> [INFORMATION PROVIDED]:
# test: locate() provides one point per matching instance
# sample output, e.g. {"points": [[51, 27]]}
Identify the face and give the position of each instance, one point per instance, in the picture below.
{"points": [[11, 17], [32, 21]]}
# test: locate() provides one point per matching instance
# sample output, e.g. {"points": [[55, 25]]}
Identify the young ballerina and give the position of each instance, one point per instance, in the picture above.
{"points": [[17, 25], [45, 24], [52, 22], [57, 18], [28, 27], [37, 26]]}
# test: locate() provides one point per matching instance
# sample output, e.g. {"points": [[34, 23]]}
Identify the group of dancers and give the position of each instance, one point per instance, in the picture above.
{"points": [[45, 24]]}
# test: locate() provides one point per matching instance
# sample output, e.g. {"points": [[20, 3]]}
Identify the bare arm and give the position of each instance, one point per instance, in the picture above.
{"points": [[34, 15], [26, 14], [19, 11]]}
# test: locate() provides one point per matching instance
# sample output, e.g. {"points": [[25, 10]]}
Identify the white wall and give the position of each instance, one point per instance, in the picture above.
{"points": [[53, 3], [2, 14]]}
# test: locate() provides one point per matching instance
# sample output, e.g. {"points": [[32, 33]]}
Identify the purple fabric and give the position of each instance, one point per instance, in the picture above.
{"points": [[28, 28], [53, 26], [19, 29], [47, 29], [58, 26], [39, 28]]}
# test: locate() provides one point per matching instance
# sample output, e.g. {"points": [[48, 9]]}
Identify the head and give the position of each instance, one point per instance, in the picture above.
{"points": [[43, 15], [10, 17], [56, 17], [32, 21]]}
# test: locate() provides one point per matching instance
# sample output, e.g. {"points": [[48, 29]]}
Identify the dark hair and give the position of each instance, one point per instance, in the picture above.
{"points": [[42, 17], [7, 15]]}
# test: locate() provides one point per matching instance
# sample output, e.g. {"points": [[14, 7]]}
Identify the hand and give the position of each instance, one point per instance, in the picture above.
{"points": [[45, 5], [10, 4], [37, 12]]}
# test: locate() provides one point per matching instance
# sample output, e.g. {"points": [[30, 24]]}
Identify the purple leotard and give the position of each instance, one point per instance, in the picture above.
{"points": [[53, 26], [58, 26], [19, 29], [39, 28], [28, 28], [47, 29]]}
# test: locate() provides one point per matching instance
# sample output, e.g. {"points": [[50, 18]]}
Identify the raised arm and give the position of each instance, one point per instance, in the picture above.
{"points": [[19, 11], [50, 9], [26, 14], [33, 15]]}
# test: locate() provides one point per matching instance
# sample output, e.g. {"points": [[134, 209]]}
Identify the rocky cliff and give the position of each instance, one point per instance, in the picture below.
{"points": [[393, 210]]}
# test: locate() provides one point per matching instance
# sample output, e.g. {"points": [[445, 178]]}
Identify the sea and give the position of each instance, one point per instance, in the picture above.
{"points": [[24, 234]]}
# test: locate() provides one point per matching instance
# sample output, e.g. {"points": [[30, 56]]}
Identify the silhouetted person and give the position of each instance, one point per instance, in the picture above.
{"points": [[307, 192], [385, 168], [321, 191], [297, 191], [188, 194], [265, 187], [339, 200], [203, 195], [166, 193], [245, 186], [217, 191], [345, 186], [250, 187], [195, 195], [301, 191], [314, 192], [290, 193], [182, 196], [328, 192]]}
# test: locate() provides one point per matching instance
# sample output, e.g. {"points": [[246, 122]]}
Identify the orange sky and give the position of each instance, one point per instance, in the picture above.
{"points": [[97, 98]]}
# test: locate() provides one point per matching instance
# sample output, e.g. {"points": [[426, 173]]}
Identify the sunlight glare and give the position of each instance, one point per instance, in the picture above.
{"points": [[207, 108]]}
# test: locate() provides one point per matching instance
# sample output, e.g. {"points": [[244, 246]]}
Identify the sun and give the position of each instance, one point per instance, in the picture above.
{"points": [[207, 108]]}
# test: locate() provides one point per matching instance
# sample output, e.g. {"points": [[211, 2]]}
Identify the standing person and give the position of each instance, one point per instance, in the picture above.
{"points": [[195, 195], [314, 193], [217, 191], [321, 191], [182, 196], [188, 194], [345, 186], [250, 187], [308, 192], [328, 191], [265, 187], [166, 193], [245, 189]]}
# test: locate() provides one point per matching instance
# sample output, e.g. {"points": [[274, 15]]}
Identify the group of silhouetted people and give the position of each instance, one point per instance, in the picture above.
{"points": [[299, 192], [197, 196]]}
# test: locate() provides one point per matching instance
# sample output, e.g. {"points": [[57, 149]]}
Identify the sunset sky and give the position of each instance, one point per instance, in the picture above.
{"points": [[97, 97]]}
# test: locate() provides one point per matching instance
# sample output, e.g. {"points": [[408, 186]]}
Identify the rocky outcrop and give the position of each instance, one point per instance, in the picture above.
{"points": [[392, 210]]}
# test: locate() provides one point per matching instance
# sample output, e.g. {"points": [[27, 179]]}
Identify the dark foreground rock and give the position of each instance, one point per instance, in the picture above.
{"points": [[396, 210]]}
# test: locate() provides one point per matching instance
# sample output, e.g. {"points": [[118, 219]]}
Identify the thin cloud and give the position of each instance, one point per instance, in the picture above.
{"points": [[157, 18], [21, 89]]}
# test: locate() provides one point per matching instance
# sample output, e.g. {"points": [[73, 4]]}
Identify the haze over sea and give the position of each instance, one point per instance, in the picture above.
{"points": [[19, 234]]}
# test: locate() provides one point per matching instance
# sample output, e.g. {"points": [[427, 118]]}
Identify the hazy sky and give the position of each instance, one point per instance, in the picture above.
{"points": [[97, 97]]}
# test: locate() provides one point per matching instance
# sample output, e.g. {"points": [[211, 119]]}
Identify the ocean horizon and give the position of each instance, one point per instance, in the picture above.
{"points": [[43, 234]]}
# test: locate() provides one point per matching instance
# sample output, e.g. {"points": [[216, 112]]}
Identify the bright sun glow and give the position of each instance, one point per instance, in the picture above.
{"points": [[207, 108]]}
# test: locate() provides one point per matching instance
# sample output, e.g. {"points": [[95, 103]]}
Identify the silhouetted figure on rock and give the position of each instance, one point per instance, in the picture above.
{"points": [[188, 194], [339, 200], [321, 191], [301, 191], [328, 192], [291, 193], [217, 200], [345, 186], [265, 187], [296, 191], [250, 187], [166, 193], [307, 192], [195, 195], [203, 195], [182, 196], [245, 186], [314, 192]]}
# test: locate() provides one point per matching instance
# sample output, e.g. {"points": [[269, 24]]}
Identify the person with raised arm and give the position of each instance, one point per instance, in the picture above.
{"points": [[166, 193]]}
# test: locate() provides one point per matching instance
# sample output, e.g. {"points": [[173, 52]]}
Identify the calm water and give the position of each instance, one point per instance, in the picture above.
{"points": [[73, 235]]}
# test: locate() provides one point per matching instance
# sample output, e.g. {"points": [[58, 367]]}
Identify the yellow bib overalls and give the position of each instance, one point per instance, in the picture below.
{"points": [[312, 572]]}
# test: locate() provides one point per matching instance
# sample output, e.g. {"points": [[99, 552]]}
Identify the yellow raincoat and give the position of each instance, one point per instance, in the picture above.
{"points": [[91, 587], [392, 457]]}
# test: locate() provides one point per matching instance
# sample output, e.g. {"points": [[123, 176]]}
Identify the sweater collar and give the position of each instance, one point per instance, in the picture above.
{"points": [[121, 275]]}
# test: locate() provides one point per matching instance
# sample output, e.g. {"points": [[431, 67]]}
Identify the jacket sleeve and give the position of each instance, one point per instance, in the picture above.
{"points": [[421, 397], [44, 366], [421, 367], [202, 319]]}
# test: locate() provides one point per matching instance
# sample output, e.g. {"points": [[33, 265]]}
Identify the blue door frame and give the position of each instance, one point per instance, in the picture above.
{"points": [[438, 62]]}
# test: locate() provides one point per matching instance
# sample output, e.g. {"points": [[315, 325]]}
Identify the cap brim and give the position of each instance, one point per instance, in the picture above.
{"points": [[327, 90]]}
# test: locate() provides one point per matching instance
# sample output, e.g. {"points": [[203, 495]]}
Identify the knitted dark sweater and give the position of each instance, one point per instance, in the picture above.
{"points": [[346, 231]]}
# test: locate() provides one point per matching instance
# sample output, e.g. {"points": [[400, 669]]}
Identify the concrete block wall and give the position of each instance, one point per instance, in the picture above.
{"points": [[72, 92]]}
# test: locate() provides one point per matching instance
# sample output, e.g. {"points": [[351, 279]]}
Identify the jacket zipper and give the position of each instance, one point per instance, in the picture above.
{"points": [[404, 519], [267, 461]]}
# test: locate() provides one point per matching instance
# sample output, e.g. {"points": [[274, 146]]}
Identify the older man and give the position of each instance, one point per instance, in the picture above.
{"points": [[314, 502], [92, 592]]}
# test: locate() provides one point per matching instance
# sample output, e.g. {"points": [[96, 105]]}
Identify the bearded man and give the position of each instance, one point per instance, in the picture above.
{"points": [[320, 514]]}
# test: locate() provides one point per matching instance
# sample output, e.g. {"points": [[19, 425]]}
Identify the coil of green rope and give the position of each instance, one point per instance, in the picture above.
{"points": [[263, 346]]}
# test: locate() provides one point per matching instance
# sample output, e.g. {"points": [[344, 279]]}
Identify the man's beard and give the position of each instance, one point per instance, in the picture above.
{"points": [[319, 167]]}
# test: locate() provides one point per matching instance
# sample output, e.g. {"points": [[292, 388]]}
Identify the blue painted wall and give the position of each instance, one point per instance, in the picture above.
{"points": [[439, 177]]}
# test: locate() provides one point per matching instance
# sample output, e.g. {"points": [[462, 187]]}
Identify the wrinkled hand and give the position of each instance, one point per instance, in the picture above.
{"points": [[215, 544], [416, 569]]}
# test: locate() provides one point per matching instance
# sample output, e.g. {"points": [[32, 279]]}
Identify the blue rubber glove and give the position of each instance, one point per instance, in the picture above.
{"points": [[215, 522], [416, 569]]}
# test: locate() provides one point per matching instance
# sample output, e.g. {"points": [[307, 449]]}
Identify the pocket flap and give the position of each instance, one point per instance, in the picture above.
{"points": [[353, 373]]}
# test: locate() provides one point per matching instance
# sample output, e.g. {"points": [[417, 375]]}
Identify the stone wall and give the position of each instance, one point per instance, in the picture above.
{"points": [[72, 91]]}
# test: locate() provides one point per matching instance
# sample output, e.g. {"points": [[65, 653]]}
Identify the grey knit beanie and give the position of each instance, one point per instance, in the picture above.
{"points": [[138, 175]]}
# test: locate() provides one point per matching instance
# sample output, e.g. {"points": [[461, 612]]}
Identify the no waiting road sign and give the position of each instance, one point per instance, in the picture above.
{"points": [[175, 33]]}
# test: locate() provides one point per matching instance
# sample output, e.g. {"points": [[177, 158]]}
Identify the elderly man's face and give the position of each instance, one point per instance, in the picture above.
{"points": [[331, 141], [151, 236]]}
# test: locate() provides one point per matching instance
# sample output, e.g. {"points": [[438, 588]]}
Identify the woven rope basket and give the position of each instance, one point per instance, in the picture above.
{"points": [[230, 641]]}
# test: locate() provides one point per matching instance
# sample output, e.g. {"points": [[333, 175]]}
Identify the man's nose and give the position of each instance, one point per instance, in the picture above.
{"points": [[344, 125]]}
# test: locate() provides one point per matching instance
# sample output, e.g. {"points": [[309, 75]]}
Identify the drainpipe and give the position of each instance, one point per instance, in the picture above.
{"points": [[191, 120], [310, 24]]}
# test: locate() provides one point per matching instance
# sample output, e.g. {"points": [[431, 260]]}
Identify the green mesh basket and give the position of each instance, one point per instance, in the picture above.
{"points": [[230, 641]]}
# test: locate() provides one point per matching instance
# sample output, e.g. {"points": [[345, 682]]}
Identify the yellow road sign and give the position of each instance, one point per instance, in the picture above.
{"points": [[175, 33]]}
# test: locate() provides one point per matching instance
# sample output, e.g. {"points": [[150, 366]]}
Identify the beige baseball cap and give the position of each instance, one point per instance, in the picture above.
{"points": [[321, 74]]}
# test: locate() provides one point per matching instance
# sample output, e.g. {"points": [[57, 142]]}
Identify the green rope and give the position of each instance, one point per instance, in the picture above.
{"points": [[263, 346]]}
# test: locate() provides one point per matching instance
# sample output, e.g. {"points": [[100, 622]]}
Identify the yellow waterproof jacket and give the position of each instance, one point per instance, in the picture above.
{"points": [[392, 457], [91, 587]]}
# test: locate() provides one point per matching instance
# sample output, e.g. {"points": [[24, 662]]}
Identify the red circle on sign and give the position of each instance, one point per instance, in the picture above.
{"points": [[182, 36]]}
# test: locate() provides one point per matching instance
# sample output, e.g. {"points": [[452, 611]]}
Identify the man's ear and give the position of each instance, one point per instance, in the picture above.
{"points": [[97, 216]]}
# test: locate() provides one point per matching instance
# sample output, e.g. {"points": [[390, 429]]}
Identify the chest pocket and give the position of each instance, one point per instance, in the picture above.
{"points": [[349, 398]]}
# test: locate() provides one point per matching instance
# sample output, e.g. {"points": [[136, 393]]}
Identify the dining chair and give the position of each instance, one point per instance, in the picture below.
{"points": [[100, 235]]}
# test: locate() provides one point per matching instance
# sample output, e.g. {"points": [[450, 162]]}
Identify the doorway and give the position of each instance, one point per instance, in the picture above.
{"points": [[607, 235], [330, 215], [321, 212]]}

> [INSTRUCTIONS TO FOLLOW]:
Show every line of the items above that contains the string "road". Case counts.

> [ANSWER]:
Identify the no waiting road sign and give the position of each instance, one point per instance, in the picture above.
Identify the yellow road sign and give the position of each instance, one point per instance, in the picture above.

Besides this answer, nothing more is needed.